■ **Task**
Please give back every line of the records below unchanged, omitting the pictures.

■ **Given information**
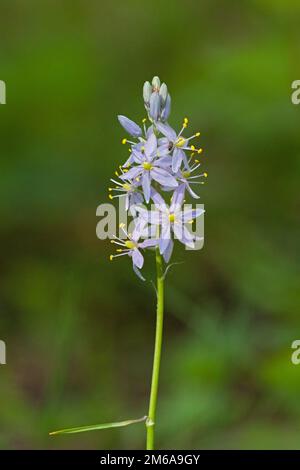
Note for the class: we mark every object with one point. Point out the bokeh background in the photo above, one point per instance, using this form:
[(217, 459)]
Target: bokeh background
[(79, 330)]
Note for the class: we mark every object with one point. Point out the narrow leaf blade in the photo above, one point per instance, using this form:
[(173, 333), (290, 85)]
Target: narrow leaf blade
[(96, 427)]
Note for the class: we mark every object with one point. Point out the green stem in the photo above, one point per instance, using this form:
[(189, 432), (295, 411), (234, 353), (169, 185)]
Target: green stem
[(150, 423)]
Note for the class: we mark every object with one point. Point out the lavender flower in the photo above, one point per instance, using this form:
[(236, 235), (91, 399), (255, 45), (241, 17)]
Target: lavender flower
[(131, 127), (149, 167), (160, 160), (157, 100), (131, 246), (130, 190), (171, 219)]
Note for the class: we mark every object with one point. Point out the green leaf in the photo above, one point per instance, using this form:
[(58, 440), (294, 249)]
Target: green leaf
[(96, 427)]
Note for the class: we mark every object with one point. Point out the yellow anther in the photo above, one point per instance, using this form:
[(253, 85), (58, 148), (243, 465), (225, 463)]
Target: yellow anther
[(147, 166), (130, 244), (180, 142)]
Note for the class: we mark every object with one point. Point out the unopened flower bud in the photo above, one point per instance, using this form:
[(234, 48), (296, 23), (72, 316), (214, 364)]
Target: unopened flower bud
[(147, 90), (167, 109), (156, 83), (163, 91), (155, 101)]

■ **Exercise response**
Note for the class: we mark every object with one point. Point out the bokeh background in the photo above, one point per instance, using this form:
[(217, 459)]
Target: bokeh background
[(79, 330)]
Note for the class: we mark every object with one point. Point out the narrow leaf blade in the photo above, one point per instance, using this form:
[(173, 333), (290, 85)]
Target: narrow leaf blade
[(96, 427)]
Note for the class: we mark every object with one point. Point out the green stem in the photo above, one point per instance, using this form:
[(189, 432), (295, 411), (234, 353), (169, 185)]
Target: green stem
[(150, 423)]
Note for the class: we mark every object with one point. Point out the lavender flower in the photo above, one point per instance, using this form:
[(236, 235), (91, 399), (255, 45), (241, 17)]
Target: lavender flower
[(131, 127), (149, 167), (160, 160), (157, 100), (131, 246), (130, 190), (171, 219)]
Note for the class: we mark every object with one point. Point out the green leaf in the photo above, one point per instance, using this form:
[(58, 440), (294, 249)]
Target: green leaf
[(96, 427)]
Note for the class: we mark every object with one point. Point out the yellow anther in the photo above, one point per instance, using this form:
[(253, 85), (58, 148), (243, 465), (225, 463)]
Target: yellow anther
[(147, 166), (130, 244), (180, 142)]
Note for the class: we mark every object with one point. Point out the unopened flower bud in the photo above, one point per instance, using this form:
[(234, 48), (296, 23), (72, 316), (214, 364)]
Target: unopened flower bud
[(147, 90), (167, 109), (156, 83), (163, 91), (155, 101)]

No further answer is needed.